→ The input:
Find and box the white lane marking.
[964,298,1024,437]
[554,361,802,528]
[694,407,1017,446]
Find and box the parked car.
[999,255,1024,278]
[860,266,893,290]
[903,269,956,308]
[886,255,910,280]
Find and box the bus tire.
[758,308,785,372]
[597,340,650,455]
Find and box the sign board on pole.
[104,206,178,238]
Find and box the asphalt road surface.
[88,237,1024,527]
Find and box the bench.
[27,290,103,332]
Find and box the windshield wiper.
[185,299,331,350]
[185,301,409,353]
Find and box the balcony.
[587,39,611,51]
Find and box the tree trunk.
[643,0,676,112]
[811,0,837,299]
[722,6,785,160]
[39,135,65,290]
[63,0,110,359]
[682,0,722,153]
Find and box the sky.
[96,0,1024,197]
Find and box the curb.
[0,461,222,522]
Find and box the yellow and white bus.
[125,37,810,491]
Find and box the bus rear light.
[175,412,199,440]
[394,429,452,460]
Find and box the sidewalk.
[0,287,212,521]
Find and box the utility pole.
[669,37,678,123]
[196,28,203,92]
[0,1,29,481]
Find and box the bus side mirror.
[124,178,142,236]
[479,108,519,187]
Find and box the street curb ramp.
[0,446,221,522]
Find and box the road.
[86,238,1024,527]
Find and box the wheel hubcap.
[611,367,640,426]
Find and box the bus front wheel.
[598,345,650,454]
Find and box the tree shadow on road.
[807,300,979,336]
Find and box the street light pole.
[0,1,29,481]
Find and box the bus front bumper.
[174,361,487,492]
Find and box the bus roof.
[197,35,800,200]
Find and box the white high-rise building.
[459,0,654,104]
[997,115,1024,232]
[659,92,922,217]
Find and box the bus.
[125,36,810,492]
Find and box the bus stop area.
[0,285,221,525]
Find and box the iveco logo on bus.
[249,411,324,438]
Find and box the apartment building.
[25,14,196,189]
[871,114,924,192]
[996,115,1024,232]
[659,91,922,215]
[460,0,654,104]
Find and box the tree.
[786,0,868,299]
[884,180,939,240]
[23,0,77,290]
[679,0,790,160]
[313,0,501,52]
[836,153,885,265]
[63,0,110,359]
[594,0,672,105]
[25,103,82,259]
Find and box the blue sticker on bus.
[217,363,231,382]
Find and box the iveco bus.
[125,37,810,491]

→ What the task asks: Can you render all the records above as a Markdown table with the columns Row and Line, one numbered row per line and no rows for blank lines?

→ Completed task:
| Row | Line |
|---|---|
| 1 | Find and box the white lane marking. |
| 2 | [964,298,1024,437] |
| 3 | [554,361,802,528] |
| 4 | [694,407,1017,446] |
| 5 | Find and box the parked car. |
| 6 | [999,255,1024,278] |
| 7 | [860,266,893,290] |
| 8 | [903,269,956,308] |
| 9 | [886,255,910,280] |
| 10 | Find and box the bus tire. |
| 11 | [758,308,785,372] |
| 12 | [597,340,650,455] |
| 13 | Find and box the sign board on pole. |
| 14 | [104,206,178,238] |
| 15 | Find and box the asphalt road surface. |
| 16 | [88,237,1024,527] |
| 17 | Find and box the bench. |
| 18 | [27,290,103,332] |
| 19 | Find and box the windshield wiper. |
| 20 | [185,299,331,350] |
| 21 | [185,301,409,353] |
| 22 | Find and box the balcony. |
| 23 | [587,39,611,51] |
| 24 | Find and box the tree trunk. |
| 25 | [643,0,676,112] |
| 26 | [811,0,837,299] |
| 27 | [722,6,785,160] |
| 28 | [39,135,65,290] |
| 29 | [63,0,110,359] |
| 30 | [682,0,722,153] |
| 31 | Find and box the sky. |
| 32 | [96,0,1024,197] |
| 33 | Find and box the curb. |
| 34 | [0,461,222,522] |
| 35 | Find and box the yellow and white bus. |
| 36 | [125,37,810,491] |
| 37 | Find and box the bus rear light. |
| 38 | [175,412,199,440] |
| 39 | [394,429,452,460] |
| 40 | Find and box the sidewalk. |
| 41 | [0,287,212,521] |
| 42 | Find and box the utility pole. |
| 43 | [669,37,678,123] |
| 44 | [196,28,203,92] |
| 45 | [0,1,29,481] |
| 46 | Find and box the bus side mirror. |
| 47 | [124,178,142,236] |
| 48 | [479,108,519,187] |
| 49 | Find and box the street curb ramp. |
| 50 | [0,446,221,522] |
| 51 | Find and box the road. |
| 52 | [86,238,1024,527] |
| 53 | Find and box the wheel hubcap. |
| 54 | [611,367,640,426] |
| 55 | Find and box the bus front wheel. |
| 56 | [598,345,650,454] |
| 57 | Find and box the tree shadow on road. |
| 58 | [807,300,979,336] |
| 59 | Find and box the street light pole. |
| 60 | [0,1,29,481] |
| 61 | Find and box the bus front bumper. |
| 62 | [174,361,487,492] |
| 63 | Find and box the bus roof. |
| 64 | [197,35,800,200] |
| 65 | Find and box the white high-rise building. |
| 66 | [459,0,654,104] |
| 67 | [997,115,1024,232] |
| 68 | [659,92,922,217] |
| 69 | Find and box the bus. |
| 70 | [125,36,810,492] |
| 71 | Find and box the bus stop area. |
| 72 | [0,285,221,525] |
| 73 | Find and box the iveco logo on bus. |
| 74 | [249,411,324,438] |
| 75 | Find and box the apartment building. |
| 76 | [25,14,196,189] |
| 77 | [871,114,924,192] |
| 78 | [996,115,1024,232] |
| 79 | [659,91,922,215] |
| 80 | [460,0,654,104] |
| 81 | Find and box the tree. |
| 82 | [786,0,868,299] |
| 83 | [884,180,939,240] |
| 84 | [23,0,77,290] |
| 85 | [679,0,790,160] |
| 86 | [313,0,501,52] |
| 87 | [836,153,885,265] |
| 88 | [63,0,110,359] |
| 89 | [594,0,672,105] |
| 90 | [25,103,82,259] |
| 91 | Find and box the blue sticker on bus. |
| 92 | [217,363,231,382] |
| 93 | Find and box the iveco bus. |
| 94 | [125,37,810,491] |